Description of the task: Output a character-exact copy of the data, images removed.

Referring expression pointing data:
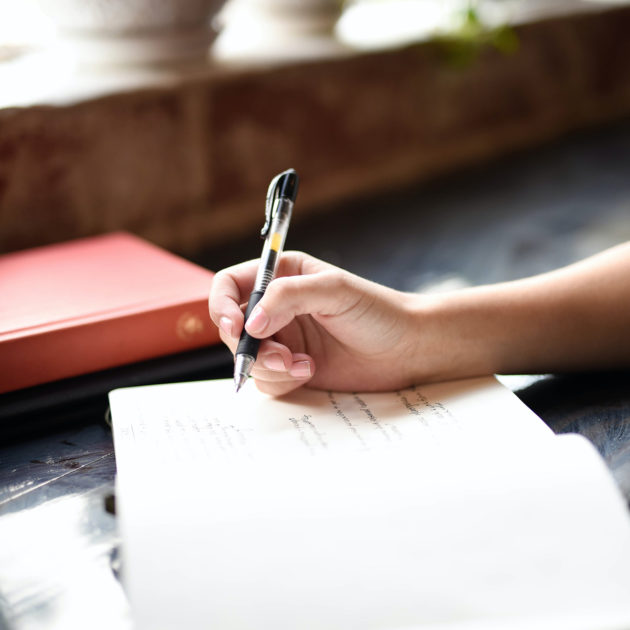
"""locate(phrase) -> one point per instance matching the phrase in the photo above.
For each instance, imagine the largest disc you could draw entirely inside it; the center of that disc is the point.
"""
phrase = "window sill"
(182, 158)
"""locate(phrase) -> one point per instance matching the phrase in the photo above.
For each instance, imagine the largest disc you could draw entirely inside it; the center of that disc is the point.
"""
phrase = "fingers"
(276, 378)
(324, 294)
(230, 288)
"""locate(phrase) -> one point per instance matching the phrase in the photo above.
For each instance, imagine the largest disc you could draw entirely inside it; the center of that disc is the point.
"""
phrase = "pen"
(278, 207)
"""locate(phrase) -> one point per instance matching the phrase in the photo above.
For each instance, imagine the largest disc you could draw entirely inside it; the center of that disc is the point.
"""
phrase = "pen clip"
(272, 195)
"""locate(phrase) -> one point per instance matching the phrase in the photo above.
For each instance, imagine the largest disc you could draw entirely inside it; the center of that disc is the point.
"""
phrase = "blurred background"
(474, 141)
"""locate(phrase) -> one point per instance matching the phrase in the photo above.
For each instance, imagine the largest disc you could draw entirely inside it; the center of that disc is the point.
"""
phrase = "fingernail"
(226, 325)
(257, 321)
(274, 362)
(300, 369)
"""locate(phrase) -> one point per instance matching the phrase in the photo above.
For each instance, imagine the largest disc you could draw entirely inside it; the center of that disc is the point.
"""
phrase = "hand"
(320, 325)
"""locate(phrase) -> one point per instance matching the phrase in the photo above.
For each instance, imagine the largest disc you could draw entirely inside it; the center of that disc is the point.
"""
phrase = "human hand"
(320, 325)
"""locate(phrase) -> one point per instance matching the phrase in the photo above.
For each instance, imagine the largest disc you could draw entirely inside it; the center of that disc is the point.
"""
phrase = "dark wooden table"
(524, 215)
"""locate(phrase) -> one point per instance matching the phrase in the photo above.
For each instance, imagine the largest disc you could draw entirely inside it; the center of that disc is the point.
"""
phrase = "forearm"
(575, 318)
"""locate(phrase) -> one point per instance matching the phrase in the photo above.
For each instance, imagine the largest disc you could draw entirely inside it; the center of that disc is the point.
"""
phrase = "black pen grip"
(248, 344)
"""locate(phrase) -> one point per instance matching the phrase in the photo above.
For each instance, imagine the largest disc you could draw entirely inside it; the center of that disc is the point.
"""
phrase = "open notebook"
(447, 506)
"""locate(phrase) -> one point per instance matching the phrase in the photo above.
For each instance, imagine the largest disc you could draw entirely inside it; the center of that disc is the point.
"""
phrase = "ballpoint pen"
(278, 207)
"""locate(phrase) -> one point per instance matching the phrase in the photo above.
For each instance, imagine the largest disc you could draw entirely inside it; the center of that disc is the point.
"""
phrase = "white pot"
(134, 31)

Output:
"""locate(phrase) -> one point per instance matching the phrase in the photo above.
For each instance, imagine the largest disc you could draw entirely inside it; the center of that disc is the point.
"""
phrase = "window sill"
(182, 158)
"""locate(phrase) -> one point per instance matching the phrase in the photo above.
For each instance, imagine the largest disc you could draw entirely inside it; the center of that disc is the point.
"""
phrase = "fingers"
(276, 378)
(324, 294)
(230, 288)
"""locate(phrase) -> one point per instance matching the phrase in the photo above.
For each instance, imagine the largest disc you could draw entirely inside it; the center of that disc is the point.
"""
phrase = "pen"
(278, 207)
"""locate(phrase) -> one point per instance matching the phrase in the photo above.
For each instance, imagine the largest disc you could draw entirely inside it; the center of that disc is the point.
"""
phrase = "pen clip"
(272, 195)
"""locate(phrase) -> one point per instance matching the phrase in the photo above.
For each instance, imagine the largest disc you could draw entirely inside it; the center of that disc is the point.
"""
phrase = "blurred background"
(474, 141)
"""locate(phrase) -> one point per instance matching the phrase in the photo above.
For each instance, imagine the largest disc you could draw entirely inside it; the center of that disc is the point.
"""
phrase = "fingernail"
(226, 325)
(257, 321)
(274, 362)
(300, 369)
"""locate(phrase) -> one point per instance matching the phrase in the photo above.
For each instance, imagine the largest disc you could draw entirely inside it; the center of that disc is the point.
"""
phrase = "hand"
(320, 325)
"""locate(phrase) -> one point per instance matching the phrase in the photo above.
For each instance, imagine the largest disc you could draw entirely inside it; the center of that disc is the point.
"""
phrase = "human hand"
(320, 325)
"""locate(phrase) -> one point per instance matching the phrase in the photo above.
For each instance, imagine the largest disc you could draw entirely inside it; the center of that disc is the point.
"""
phrase = "dark wooden table"
(524, 215)
"""locate(phrase) -> one point per instance matching the phrase in the photo above.
For each instance, imagine the largest disc you could draw entirely inside it; the center of that disc is the point.
"""
phrase = "forearm"
(575, 318)
"""locate(phrase) -> one point per instance matching the phrase in the photo above.
For each instance, imagine the largest disc you could draw entirely inside it; the center of that disc is the point.
"""
phrase = "black pen grip"
(248, 344)
"""locate(phrase) -> one point per instance matching the phrase in the photo above.
For each instance, imagine the largest disc you could draw entirely inside it; the center of that disc is the point.
"""
phrase = "open notebook"
(447, 506)
"""locate(phrase) -> one point per instance matching the phrase in the photo above.
For each instance, imagine the largest disc you could draw entirely inside it; the center of that disc is the point.
"""
phrase = "ballpoint pen"
(278, 207)
"""locate(phrase) -> one point per instance matching the phrase in the photo above.
For each instance, imagine the largest disc you could draw entirely inside it; the center of that disc is the point.
"""
phrase = "white pot"
(134, 31)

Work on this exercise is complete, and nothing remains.